* _Goal_: Shift every bounding-box coordinate in the answers by -70, and write out the entries from the line with "Below is the" up to and including the line with "xmin=21 ymin=0 xmax=441 ymax=123", with their requests, applying that change.

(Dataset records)
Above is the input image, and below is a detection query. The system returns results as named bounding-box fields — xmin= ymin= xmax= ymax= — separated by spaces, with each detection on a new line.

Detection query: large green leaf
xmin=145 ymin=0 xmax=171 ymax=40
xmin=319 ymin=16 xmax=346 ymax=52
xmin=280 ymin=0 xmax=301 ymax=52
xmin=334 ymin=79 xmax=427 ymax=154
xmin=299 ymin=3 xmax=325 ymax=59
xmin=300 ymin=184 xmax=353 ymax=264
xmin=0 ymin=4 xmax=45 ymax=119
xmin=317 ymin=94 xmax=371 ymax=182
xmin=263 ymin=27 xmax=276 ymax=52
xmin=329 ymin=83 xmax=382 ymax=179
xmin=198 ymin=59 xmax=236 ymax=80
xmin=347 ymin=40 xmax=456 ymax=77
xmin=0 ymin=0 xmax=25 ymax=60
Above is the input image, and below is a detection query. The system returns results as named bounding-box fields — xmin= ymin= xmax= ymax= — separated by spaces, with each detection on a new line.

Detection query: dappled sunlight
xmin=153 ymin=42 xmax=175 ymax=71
* * *
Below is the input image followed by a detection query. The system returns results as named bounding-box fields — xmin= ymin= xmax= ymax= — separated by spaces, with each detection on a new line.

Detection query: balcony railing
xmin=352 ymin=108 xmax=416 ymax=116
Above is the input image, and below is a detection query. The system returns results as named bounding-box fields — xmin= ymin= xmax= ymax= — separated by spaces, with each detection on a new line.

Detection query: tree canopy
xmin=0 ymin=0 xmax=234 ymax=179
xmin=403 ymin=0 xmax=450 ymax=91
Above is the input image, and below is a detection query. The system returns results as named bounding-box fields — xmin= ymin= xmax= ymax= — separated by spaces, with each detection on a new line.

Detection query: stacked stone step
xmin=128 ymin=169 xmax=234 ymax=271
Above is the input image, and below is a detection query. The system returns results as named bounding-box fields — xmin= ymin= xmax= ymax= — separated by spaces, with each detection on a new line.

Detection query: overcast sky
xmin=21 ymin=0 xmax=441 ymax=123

* _Finished task_:
Below is the input image followed by a detection query. The system returns results as named bounding-box fields — xmin= ymin= xmax= ymax= — separated by spaces, with each detection on a new line.

Detection query: balcony railing
xmin=282 ymin=38 xmax=346 ymax=46
Above is the input image, and below is a detection query. The system returns results as named bounding-box fields — xmin= ymin= xmax= ymax= — separated by spaces, with each detection on a new line.

Detection query: tree canopy
xmin=-70 ymin=-70 xmax=164 ymax=109
xmin=333 ymin=-70 xmax=380 ymax=21
Above is the input image, and below is a detection query. The system returns results as named bounding-box fields — xmin= ymin= xmax= ymax= — separated by spaces, with each detection on a new line.

Detection query: stacked stone step
xmin=58 ymin=99 xmax=164 ymax=201
Above is the input image, and below is a detection query. The system returns results as named bounding-box fields — xmin= ymin= xmax= ymax= — separated by spaces, with each detection on a new line.

Detection query: overcast sky
xmin=-49 ymin=-70 xmax=371 ymax=53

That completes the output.